Exercise: Edit the listing below by changing every "marker" to "dot", and keep everything else unchanged.

>> start

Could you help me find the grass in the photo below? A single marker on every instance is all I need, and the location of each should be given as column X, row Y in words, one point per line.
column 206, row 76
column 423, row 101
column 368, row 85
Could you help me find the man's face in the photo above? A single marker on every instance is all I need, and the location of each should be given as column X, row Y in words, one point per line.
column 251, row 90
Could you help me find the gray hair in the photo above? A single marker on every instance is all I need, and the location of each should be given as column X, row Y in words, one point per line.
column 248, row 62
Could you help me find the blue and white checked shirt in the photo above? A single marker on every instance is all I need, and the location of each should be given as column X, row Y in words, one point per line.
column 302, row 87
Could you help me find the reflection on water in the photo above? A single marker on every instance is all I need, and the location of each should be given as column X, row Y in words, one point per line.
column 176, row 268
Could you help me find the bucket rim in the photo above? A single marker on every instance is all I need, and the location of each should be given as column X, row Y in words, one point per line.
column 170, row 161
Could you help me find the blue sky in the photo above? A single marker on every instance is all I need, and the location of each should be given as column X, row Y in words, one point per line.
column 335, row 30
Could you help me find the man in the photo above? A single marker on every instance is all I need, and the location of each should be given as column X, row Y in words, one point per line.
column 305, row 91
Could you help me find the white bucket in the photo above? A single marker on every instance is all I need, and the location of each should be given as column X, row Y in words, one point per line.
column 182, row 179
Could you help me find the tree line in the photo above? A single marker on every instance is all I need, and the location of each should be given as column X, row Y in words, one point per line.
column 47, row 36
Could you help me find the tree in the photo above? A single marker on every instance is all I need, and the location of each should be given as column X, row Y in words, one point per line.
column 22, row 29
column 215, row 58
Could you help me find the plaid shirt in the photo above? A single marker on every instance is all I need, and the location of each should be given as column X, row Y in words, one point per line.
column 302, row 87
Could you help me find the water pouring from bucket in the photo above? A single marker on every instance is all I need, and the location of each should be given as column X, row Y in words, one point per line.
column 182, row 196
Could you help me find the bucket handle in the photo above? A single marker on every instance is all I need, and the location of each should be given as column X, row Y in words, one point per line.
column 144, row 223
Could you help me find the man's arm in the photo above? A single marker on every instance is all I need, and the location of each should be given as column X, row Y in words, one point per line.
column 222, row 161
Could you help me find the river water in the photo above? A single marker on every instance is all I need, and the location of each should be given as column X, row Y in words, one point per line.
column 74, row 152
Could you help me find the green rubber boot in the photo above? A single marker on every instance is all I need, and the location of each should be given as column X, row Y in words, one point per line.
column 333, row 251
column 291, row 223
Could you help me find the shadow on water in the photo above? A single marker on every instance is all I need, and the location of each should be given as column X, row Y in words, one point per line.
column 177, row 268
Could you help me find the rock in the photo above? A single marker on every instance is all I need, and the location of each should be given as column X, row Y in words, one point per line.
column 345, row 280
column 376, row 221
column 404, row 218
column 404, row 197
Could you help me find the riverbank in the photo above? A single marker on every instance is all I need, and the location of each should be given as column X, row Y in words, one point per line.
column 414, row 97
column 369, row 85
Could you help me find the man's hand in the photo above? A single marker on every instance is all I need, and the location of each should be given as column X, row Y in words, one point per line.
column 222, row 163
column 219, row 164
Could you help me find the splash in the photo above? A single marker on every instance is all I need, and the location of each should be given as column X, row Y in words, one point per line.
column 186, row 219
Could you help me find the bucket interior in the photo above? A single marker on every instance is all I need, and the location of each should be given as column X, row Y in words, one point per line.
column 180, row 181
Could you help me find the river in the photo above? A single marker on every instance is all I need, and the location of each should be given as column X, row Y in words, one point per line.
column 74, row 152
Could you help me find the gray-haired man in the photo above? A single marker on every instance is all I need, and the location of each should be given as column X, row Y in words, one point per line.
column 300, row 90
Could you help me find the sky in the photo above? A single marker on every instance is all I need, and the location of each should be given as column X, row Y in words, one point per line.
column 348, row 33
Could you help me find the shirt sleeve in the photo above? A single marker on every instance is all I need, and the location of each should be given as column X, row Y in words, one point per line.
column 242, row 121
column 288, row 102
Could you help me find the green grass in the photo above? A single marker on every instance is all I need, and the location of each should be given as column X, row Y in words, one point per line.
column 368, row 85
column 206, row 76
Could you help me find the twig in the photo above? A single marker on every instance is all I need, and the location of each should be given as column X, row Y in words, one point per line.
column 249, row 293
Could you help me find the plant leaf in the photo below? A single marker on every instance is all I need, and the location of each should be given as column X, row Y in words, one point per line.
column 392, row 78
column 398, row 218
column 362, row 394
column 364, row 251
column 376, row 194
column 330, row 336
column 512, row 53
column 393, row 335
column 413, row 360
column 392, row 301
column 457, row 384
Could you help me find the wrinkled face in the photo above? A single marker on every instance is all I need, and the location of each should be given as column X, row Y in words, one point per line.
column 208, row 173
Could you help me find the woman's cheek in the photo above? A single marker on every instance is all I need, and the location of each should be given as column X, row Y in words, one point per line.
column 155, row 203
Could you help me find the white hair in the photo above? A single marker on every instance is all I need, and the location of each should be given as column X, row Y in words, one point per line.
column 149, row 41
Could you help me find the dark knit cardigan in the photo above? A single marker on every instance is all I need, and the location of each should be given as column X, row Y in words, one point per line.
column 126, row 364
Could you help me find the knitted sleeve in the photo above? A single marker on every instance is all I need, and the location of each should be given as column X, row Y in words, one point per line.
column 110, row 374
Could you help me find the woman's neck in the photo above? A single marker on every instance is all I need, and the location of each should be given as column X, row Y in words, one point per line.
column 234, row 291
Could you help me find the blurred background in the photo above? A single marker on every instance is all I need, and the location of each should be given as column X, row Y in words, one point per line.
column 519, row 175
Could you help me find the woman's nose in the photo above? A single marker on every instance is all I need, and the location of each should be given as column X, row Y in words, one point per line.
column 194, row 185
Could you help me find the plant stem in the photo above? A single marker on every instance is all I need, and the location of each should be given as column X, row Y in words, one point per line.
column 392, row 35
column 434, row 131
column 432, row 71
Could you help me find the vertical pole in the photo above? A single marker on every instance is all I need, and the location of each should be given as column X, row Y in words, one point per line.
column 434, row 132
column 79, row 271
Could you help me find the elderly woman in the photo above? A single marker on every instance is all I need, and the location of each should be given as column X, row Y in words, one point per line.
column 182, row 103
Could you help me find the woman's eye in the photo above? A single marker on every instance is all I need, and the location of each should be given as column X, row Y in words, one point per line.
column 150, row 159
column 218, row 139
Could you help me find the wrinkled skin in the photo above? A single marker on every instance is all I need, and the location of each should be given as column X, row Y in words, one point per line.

>> end

Completed task:
Could you help me find the grass in the photo below? A single dot on every instance is all I need, and the location of each should be given as column X, row Y in words, one point per line.
column 206, row 76
column 423, row 101
column 368, row 85
Could you help me find the man's face in the photo above? A single dot on every instance is all I need, and the location of each should be given as column X, row Y in words, one point per line.
column 251, row 90
Could you help me find the gray hair in the photo above? A single dot on every instance is all I need, and the location of each should be given as column X, row Y in words, one point per line.
column 248, row 62
Could you help me find the blue and white checked shirt in the photo above? A single dot on every instance is all I need, and the location of each should be given as column X, row Y in words, one point per line.
column 302, row 87
Could you help me find the reflection on water in the photo above? A single dot on every instance is all I need, and the location of each should be given as column X, row Y in words, one point per line.
column 176, row 268
Could you help me find the bucket rim in the photo above? A single dot on every instance is all I need, and the location of each should be given as column X, row Y in words, one point per line.
column 170, row 161
Could you help me find the blue sky in the photo above? A single dot on every instance is all I need, and the location of each should be given as column X, row Y in words, one point per line.
column 335, row 30
Could you help me find the man in the photo above? A single dot on every instance is all I need, and the location of each should be given as column X, row Y in words, one point per line.
column 305, row 91
Could you help me find the white bucket in the photo above? A single dot on every instance is all I need, and the location of each should be given as column X, row Y in words, one point per line.
column 182, row 179
Could you help me find the tree line in the photo above? A single dot on every instance is all I need, and the location of each should be given as column X, row Y in words, one point per line.
column 47, row 36
Could you help me find the tree in the photo above? A single dot on every instance is all I need, and the location of each should be given as column X, row Y in words, one point per line.
column 22, row 29
column 215, row 58
Could you help me find the plaid shirt in the photo above? A single dot on every instance is all I need, and the location of each should be given as column X, row Y in words, one point per line.
column 302, row 87
Could you help me find the water pouring from bucket in the photo above? A single dot on every instance is all I need, and the location of each should be given as column X, row Y in words, one point per line.
column 182, row 196
Could you help me find the bucket handle in the photo above? A single dot on every instance is all I need, and the location of each should be given as column X, row Y in words, one point per line.
column 144, row 223
Could you help me find the man's arm in the photo above? A single dot on every instance is all I need, and the location of each should be given as column X, row Y in words, one point per line.
column 222, row 161
Could you help me find the river water in the photo above? A single dot on every instance is all I need, and the location of each should be given as column X, row Y in words, one point per line.
column 74, row 152
Could you help me find the green rubber boot in the photo above? A single dot on every instance is all I need, and the location of each should be given as column X, row Y in words, one point per line.
column 333, row 251
column 291, row 223
Could you help me find the shadow on water in the photo above? A single dot on every instance is all I need, and the location of each should be given as column X, row Y in words, one point per line.
column 177, row 268
Could you help me find the rock in the photo above? A single dot on every instance is all I need, and the location of each should be given as column X, row Y in words, one point per line.
column 345, row 280
column 376, row 221
column 404, row 218
column 404, row 197
Could you help me find the riverbank in the photo above? A single dot on every instance is all I need, and the location of each should be given as column X, row Y in words, one point per line.
column 414, row 97
column 369, row 85
Could you help me find the man's hand in the photo above? A single dot on every instance is all I need, and the location of each should be given as column X, row Y in words, one point per line.
column 222, row 163
column 219, row 164
Could you help me find the splash in the photo above? A single dot on every instance is all I need, and the location of each should be given as column X, row Y in words, one point per line.
column 186, row 219
Could you help me find the bucket interior in the photo above? A single dot on every instance is all I need, and the location of each should be given as column X, row Y in words, one point per line.
column 180, row 181
Could you help me find the river in the photo above? A single dot on every instance is all I need, and the location of each should be given as column X, row Y in words, one point per line.
column 74, row 152
Could you help me find the gray-haired man in the photo above? A single dot on every instance is all I need, and the location of each should be given as column X, row Y in words, one point per line.
column 300, row 90
Could you help me find the sky in the photo above? A single dot on every instance is all I need, and the location of each should be given as column X, row Y in words, one point per line.
column 348, row 33
Could you help me find the shirt sleeve in the photo above? A single dot on every instance is all I need, and the location of each should be given as column X, row Y in words, one point per line.
column 242, row 121
column 288, row 102
Could you help me find the green grass in the photo above? A single dot on every instance is all I need, and the location of each should be given as column X, row Y in words, one point per line.
column 368, row 85
column 206, row 76
Could you help me find the twig in the photo above? A single dot on every instance is all I need, and the location of each should be given as column X, row Y in words, one point per line.
column 249, row 293
Could you help me find the plant leaf in the photo below? A single dot on every instance is all I need, and the location of each should be given as column X, row Y in words, one point per line.
column 392, row 78
column 398, row 218
column 362, row 394
column 364, row 251
column 376, row 194
column 330, row 336
column 512, row 53
column 393, row 335
column 413, row 360
column 392, row 301
column 457, row 384
Could you help me find the wrinkled face in the photo above? A single dot on every instance is all I need, and the location of each should be given as column X, row Y in words, one point per line.
column 208, row 173
Could you help me find the woman's cheek in the photo above? A single dot on every instance is all I need, and the location of each should be given as column X, row Y in words, one point per line.
column 155, row 203
Could you help me find the white hair in the photo above? A single dot on every instance is all I need, and the location of each should be given as column X, row Y in words, one point per line.
column 149, row 41
Could you help me find the dark knit cardigan in the photo above? A single dot on every instance is all I need, and the location of each should be given as column X, row Y in words, one point per line.
column 126, row 364
Could you help me find the knitted sleeve in the photo above? A single dot on every instance is all I need, and the location of each should be given as column X, row Y in words, one point per line.
column 110, row 374
Could you help me find the woman's neck in the photo above? A single dot on every instance is all I need, and the location of each should be given as column X, row Y in words, one point per line.
column 234, row 291
Could you help me find the blurred background in the photo above? A single dot on every instance is all I need, and the location of each should be given as column X, row Y in words, one point per line.
column 519, row 175
Could you help me find the woman's nose in the photo above? A single dot on every instance is all I need, and the location of each should be given as column X, row Y in words, one point per line.
column 194, row 185
Could you help me find the plant stem in the photo above? A single dot on every instance is all I need, and the location of each should be given as column X, row Y in words, one point per line.
column 392, row 35
column 434, row 131
column 432, row 71
Could you help me find the vertical pole in the photo above? A single dot on every instance is all I need, and the location of each should be given as column X, row Y in words, one point per line.
column 434, row 132
column 79, row 271
Could you help me find the elderly woman in the photo above? A single dot on every instance is all I need, and the location of each should be given as column X, row Y in words, one point per line.
column 182, row 103
Could you help me find the woman's eye in the photo above? A single dot on every instance is all I need, and the location of each should be given as column X, row Y in words, one point per line.
column 150, row 159
column 218, row 139
Could you help me find the wrinkled skin in the photo above? A single dot on every instance is all I need, and the location of each should be given as column X, row Y in words, one point per line.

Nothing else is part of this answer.